Instructions to follow >> Find the line with "Tag the dirt" in the records below. Copy it and every line after it, up to and including the line with "Target: rough-cut log".

Dataset excerpts >>
◇ ◇ ◇ ◇
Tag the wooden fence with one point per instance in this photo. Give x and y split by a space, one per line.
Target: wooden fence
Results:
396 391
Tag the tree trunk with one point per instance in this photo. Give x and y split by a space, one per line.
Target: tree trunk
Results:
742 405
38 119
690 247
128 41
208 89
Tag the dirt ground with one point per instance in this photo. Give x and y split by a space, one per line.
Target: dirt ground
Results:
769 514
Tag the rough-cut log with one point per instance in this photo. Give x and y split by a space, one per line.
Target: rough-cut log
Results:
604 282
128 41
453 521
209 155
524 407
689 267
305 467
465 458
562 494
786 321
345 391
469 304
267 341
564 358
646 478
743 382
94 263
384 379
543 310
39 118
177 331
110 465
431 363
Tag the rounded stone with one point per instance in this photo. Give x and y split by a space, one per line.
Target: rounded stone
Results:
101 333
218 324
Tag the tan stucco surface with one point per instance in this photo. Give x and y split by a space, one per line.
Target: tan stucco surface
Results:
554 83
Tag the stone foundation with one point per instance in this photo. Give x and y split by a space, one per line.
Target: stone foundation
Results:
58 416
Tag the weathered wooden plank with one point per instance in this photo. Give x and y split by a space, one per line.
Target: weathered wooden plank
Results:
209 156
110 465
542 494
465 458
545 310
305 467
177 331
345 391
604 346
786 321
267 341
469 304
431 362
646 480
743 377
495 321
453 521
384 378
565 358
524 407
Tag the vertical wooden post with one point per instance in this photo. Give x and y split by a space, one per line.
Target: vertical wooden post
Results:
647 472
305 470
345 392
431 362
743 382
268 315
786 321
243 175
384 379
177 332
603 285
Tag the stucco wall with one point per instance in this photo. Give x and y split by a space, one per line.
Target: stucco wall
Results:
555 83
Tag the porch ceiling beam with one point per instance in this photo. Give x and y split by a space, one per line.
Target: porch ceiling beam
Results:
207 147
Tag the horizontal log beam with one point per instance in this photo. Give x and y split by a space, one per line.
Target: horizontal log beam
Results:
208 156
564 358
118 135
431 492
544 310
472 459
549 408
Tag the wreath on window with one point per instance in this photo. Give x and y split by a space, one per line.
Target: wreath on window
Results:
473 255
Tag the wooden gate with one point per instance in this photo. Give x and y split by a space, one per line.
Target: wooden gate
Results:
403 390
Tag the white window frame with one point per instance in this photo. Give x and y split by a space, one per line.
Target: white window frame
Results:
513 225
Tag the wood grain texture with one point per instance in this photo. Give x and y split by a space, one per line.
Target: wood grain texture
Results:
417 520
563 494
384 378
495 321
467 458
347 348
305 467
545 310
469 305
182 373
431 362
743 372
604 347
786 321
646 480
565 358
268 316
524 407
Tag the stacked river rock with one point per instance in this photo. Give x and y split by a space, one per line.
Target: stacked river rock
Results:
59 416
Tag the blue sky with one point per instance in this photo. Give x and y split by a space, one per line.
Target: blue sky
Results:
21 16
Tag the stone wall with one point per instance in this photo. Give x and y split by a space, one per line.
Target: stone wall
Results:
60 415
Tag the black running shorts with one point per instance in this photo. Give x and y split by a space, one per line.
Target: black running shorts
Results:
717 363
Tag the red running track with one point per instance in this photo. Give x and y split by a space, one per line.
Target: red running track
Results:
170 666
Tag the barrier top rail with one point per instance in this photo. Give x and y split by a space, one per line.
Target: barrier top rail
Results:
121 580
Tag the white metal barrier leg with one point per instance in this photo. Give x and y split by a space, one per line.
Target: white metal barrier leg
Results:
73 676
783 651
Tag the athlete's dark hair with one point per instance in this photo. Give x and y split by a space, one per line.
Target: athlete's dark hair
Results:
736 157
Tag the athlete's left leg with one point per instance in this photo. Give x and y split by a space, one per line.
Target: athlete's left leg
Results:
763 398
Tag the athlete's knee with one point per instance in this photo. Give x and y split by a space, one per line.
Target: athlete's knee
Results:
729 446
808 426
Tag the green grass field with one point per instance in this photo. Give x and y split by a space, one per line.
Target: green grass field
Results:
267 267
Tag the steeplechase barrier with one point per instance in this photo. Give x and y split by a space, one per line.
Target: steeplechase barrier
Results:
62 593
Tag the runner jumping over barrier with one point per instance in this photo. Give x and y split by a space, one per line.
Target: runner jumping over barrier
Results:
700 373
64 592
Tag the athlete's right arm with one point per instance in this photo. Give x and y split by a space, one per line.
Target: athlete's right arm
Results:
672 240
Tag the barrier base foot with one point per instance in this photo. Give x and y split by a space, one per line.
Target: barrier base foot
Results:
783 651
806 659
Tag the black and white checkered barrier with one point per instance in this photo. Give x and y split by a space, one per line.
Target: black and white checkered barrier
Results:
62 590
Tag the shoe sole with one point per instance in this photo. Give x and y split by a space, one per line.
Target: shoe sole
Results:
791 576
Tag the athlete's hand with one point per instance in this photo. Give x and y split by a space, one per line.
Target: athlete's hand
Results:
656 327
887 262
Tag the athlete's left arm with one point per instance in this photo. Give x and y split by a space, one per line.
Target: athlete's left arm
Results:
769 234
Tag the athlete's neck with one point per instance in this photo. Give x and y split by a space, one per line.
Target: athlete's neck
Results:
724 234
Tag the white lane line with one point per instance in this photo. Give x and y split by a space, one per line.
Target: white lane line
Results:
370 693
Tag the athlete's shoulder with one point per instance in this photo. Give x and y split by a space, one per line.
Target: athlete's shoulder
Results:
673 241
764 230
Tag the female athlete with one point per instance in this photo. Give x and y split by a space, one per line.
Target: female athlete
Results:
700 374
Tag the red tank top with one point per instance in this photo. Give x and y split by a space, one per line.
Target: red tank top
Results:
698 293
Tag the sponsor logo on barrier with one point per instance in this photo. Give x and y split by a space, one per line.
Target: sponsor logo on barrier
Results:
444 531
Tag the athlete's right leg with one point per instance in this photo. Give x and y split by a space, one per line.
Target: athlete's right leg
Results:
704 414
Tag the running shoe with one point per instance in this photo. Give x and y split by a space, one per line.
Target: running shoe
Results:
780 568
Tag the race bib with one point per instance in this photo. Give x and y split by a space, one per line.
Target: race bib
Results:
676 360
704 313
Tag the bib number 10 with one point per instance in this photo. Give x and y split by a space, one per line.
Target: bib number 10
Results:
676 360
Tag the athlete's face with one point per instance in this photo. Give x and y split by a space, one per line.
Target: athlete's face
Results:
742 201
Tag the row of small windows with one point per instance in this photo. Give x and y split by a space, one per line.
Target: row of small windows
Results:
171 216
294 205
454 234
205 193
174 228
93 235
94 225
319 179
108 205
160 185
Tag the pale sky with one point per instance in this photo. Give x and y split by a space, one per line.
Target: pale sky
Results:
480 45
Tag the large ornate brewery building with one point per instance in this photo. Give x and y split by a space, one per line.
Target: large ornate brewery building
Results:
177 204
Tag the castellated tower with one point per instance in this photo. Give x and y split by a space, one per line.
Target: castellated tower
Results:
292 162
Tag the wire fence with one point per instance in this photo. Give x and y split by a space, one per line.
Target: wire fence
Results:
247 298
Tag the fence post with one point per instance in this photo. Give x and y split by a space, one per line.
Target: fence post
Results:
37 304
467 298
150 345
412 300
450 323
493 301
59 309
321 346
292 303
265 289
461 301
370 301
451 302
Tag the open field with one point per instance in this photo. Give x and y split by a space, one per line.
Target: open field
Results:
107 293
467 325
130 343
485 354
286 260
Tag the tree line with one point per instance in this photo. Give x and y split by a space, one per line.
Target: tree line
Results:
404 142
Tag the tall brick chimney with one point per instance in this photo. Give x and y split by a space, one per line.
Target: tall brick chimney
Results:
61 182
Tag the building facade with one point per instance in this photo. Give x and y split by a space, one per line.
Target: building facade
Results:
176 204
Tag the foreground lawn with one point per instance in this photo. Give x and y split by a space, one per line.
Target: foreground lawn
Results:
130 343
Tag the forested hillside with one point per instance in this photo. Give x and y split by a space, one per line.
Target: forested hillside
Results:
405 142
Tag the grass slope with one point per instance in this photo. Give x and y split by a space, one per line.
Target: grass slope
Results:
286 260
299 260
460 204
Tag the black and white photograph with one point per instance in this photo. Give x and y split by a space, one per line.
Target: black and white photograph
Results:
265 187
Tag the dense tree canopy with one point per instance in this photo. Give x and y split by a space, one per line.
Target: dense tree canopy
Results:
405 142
◇ ◇ ◇ ◇
Solution to this exercise >>
Tag the dirt ground with one point per instance in this photo. Give x and y split by a space, one per line.
Target: dirt ground
Results:
769 514
Tag the rough-cut log with one point per instance in this photo. Give x and y split by a space, one per line.
Target: rough-cut log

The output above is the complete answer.